What the exercise asks: Starting at the top of the records and stopping after the line that contains "Query: blue sky", rewrite those lines as a numbered list, omitting any blank lines.
>> begin Records provided
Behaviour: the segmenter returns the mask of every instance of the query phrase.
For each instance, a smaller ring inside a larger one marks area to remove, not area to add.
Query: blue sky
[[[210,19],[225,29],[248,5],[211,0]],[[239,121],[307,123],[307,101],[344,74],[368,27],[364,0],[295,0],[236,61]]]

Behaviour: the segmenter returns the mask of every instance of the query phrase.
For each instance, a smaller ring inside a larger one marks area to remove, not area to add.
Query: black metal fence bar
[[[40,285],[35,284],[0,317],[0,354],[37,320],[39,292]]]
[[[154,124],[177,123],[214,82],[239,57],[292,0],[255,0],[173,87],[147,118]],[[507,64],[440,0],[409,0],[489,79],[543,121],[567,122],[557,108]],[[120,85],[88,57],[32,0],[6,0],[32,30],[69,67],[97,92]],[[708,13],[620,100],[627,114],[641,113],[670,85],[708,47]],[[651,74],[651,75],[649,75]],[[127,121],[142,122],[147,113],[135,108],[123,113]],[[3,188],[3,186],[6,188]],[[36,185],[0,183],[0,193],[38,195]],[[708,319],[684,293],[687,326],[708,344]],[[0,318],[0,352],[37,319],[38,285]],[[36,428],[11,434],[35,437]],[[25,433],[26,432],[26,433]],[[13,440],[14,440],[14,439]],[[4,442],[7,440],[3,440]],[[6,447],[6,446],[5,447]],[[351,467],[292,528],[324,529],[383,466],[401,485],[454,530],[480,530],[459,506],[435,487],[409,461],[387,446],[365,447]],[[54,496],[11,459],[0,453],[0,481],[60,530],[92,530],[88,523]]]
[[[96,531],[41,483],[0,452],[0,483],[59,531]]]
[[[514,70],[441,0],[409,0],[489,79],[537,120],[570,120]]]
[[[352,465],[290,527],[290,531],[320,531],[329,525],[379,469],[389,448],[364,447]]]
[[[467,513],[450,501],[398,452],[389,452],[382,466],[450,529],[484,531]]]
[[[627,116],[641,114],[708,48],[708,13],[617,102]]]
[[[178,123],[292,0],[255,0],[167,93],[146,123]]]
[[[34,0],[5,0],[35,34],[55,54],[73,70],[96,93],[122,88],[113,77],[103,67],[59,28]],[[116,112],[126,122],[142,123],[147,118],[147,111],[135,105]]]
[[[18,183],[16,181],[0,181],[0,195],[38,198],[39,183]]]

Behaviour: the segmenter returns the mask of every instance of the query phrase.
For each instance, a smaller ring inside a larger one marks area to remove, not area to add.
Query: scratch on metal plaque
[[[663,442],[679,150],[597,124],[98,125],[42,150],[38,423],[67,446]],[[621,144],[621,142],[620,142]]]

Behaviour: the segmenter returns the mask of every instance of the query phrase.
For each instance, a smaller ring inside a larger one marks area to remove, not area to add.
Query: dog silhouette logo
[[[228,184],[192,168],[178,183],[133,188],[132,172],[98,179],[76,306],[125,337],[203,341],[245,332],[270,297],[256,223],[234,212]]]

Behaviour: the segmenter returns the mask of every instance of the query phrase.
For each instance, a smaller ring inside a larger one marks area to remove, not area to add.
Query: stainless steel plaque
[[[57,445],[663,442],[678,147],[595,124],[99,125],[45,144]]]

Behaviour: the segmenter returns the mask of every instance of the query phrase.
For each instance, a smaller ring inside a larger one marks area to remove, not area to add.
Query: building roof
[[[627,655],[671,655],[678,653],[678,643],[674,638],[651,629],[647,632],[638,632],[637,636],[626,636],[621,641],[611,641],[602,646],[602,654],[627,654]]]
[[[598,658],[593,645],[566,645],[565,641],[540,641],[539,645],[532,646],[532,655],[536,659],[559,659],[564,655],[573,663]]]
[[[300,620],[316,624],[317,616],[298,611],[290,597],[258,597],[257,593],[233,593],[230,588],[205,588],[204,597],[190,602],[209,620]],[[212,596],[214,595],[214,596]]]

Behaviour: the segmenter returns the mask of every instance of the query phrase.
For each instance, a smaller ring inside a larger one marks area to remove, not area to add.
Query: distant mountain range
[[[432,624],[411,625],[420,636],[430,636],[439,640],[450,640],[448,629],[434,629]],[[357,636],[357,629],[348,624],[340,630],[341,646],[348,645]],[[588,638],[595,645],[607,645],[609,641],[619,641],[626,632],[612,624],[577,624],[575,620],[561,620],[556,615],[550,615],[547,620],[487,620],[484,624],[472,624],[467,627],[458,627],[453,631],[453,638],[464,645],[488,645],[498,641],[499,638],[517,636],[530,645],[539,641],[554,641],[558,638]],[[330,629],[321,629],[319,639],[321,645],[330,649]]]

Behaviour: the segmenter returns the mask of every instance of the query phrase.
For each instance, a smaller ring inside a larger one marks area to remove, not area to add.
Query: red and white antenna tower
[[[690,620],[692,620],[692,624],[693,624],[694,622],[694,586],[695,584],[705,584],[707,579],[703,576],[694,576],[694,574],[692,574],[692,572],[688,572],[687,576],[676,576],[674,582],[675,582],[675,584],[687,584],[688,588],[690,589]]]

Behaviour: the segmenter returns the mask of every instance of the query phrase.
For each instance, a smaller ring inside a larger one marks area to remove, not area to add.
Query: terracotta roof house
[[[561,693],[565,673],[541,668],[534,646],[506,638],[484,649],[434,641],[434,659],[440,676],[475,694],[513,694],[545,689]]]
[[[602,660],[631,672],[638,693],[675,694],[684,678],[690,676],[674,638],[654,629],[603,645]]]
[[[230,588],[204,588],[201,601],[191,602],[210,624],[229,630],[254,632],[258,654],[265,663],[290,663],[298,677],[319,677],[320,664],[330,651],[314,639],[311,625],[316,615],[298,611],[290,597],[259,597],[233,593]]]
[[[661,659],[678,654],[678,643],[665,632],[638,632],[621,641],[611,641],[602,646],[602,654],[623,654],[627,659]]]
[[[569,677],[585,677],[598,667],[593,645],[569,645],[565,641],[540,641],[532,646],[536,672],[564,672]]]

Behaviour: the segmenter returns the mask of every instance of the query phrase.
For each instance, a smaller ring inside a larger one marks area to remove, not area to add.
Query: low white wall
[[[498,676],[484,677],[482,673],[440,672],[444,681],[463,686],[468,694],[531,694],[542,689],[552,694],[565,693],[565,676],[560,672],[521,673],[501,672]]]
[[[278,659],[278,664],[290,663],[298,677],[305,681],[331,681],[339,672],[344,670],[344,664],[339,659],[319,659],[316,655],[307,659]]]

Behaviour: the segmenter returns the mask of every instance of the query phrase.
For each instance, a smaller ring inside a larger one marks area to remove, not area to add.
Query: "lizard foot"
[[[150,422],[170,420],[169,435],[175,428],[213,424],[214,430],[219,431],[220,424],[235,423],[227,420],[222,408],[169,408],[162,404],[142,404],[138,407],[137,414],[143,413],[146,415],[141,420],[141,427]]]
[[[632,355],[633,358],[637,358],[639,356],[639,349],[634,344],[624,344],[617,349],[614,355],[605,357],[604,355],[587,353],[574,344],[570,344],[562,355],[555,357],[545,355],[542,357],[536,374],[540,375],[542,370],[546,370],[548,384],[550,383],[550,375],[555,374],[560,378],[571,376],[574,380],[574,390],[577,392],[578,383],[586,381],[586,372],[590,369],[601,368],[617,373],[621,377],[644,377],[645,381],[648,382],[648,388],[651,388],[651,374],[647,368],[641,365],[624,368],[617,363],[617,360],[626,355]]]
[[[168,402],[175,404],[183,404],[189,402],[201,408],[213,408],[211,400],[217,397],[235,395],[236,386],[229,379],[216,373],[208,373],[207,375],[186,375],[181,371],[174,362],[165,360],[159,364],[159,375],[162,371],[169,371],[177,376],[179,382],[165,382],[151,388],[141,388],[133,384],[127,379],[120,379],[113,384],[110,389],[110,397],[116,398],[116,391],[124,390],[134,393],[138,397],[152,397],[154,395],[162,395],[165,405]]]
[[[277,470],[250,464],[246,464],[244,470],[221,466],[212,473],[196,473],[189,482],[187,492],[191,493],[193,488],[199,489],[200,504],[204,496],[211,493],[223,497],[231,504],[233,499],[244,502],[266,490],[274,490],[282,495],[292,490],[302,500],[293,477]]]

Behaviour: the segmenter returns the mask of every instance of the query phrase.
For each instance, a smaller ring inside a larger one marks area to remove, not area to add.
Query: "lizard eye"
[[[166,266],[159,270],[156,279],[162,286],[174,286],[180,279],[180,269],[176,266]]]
>> end Records provided
Response:
1. Behaviour: the segmenter returns the mask of every instance of the query phrase.
2. For each instance, a smaller ring inside a larger one marks area to remove, not area to add.
3. Query: blue sky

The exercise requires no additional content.